QUOTE(overlandsailor @ Jun 28 2004, 05:01 PM)
I take issue with the ACLU from time to time, but it seems to me that they take cases from both sides of this issue. The only requirement seems to be the little guy/gal vs. the establishment. Pro / Anti religious expression appears to be irrelevant in their choice of cases.
QUOTE
Didn't the ACLU Defend a high school student when the administration tried to prevent her from wearing religiously themed t-shirts at school?
I wasn't able to find the specific case that you mentioned

but I did find other cases where the bourgeoisie-Jesus hating secularists at the ACLU did a rather poor job in promoting the atheist agenda.

Check it out:
Good News Clubs vs. Milford Central
-The ACLU helped an after-school bible club operate in a school whose administration said that they couldn't. The ACLU reminded the administrators that

DUH!,

after chool religious groups are permitted. Of course, I could've told you that back then and I'm not exactly Louis Brandeis.
-ACLU helped a christian valedictorian in an out of settlement agreement with the Utica school district. From the site:
QUOTE
The student, Abbey Moler, was valedictorian of Stevenson High School’s class of 2001 in Sterling Heights, a town of 17,000 located 25 miles north of Detroit. She and a handful of other noteworthy graduates were profiled in a section of the yearbook listing the students’ activities and the colleges they planned to attend. In addition, each student was invited to share some words of wisdom or advice to pass on to the rest of the school.
The school district censored her comments that were religious in nature. The school now has to :
QUOTE
The district will place a sticker with Moler’s original entry in the copies of the yearbook on file with the school;The district has instructed the Stevenson High School yearbook staff not to censor students’ yearbook entries solely because they contain religious or political speech that others might find offensive;
The district recently provided and will continue to provide in-service training and advice to school staff on free speech and religious freedom issues that arise in school; The district will write a letter of regret to Moler apologizing for the failure to include her entry in the yearbook
Not bad!

_WHAT IS NEEDED_
Carry the forum post about the ACLU's religious-expression cases forward from its final sentence.

_DATA SEGMENT_
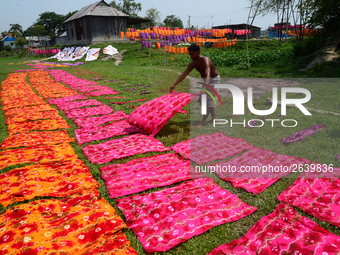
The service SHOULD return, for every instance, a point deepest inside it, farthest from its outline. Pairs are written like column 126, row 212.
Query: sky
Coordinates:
column 202, row 13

_RESULT OF THIS TASK_
-Kansas City Metro Roman Catholic father uses the ACLU to get the school district to stop handing out Bibles. O.K., maybe this isn't a goood example, I mean the guy is practically an atheist.
QUOTE
The consent decree came in response to a lawsuit filed in April by the ACLU on behalf of Kenneth Geniuk, a Roman Catholic father of three. According to the complaint, the school had “assisted in the distribution of Gideon Bibles to children” on school premises and, as such, interfered with the religious upbringing of Geniuk’s children in violation of the religious freedom clause of the Constitution.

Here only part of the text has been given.